- _WHAT THE TASK REQUIRES_
From the entries below, pull out each line that contains the word "water". Letter case must match.

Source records
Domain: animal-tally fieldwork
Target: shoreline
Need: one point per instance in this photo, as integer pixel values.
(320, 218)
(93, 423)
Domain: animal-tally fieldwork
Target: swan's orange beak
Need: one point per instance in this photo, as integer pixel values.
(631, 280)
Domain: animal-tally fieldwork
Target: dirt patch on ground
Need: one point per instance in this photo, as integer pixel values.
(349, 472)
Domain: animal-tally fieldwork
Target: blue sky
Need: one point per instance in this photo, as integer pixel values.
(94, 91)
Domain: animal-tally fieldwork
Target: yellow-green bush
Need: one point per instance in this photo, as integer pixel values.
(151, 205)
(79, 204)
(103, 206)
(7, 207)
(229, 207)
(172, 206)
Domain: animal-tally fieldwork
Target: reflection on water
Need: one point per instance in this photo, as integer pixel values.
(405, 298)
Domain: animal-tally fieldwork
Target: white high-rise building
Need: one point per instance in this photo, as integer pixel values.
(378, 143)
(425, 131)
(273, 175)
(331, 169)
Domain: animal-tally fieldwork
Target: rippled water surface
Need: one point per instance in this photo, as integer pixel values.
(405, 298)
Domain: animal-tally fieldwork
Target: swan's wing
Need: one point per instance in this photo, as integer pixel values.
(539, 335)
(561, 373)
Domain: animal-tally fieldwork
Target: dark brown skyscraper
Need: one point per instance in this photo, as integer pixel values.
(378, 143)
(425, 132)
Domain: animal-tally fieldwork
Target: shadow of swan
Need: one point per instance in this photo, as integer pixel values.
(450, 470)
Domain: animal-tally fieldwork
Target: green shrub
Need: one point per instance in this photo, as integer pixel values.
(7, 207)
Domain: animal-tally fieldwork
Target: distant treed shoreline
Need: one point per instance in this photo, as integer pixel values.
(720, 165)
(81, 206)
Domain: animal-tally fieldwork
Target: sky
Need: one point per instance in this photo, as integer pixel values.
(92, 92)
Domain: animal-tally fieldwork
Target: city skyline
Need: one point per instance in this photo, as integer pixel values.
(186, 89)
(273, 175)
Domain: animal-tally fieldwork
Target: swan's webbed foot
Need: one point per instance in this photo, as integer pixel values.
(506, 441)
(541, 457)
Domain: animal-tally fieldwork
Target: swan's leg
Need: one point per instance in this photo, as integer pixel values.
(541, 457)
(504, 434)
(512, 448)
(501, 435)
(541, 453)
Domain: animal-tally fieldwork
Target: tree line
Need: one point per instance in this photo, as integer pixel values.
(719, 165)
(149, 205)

- _SOLUTION FOR THIS PROBLEM_
Target: reflection on water
Target: rippled water surface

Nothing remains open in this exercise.